Aim of the exercise: Nothing but the lines from the one that contains "of the lamp" through the end of the listing should appear, set down exactly.
# # # # #
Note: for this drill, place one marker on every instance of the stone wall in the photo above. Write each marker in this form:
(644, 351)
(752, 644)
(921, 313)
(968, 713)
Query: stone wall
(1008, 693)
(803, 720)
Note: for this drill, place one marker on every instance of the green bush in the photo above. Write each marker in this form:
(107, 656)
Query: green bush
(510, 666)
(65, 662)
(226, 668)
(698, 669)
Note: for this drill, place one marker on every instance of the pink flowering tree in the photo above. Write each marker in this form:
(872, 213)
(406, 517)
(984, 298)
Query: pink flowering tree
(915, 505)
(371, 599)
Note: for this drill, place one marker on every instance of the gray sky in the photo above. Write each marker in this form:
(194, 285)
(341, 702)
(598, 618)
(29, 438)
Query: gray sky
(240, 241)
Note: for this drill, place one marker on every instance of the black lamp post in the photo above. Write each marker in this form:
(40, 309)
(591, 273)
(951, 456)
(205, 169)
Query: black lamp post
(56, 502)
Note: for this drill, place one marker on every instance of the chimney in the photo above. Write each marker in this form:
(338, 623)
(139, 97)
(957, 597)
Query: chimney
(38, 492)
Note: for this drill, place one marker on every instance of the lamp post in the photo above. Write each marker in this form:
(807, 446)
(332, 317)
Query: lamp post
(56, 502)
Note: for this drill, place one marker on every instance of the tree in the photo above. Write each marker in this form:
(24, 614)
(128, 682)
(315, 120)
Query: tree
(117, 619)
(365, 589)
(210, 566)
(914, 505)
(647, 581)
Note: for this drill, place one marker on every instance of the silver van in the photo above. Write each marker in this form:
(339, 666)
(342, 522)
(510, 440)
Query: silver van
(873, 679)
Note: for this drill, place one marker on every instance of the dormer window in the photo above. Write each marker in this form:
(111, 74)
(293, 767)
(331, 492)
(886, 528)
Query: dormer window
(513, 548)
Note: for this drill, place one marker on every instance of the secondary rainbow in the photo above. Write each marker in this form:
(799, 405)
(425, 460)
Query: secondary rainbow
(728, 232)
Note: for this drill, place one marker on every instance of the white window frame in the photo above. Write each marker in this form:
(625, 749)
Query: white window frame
# # # # #
Reply to the exercise:
Note: for this drill, place one marker on every instance of the lamp post in the photo above. Write each marker in this form:
(807, 446)
(332, 317)
Query: lamp post
(56, 502)
Note: for this drill, place one marker on every instance of the tree in the photo above. Write each marker in this form:
(24, 614)
(128, 682)
(315, 120)
Query: tree
(117, 619)
(365, 589)
(210, 566)
(914, 505)
(647, 581)
Note: for this drill, place one marker on every instance of the silver van in the photo above. Write each marker in this form:
(339, 666)
(342, 522)
(510, 440)
Query: silver van
(873, 679)
Note: for this drill, place one marker on every instance of the dormer window in the photo above. Write each marker in this form:
(111, 74)
(293, 767)
(331, 492)
(886, 528)
Query: dormer window
(513, 548)
Note: for this drill, place one marker on every instance of the secondary rainbow in the photo above. Write each marker in this form:
(799, 405)
(425, 460)
Query: secondary rainbow
(728, 232)
Note: for this drill, place one marker on every instance of the white window frame in the photo above. Write each marker in this form:
(625, 749)
Query: white window frame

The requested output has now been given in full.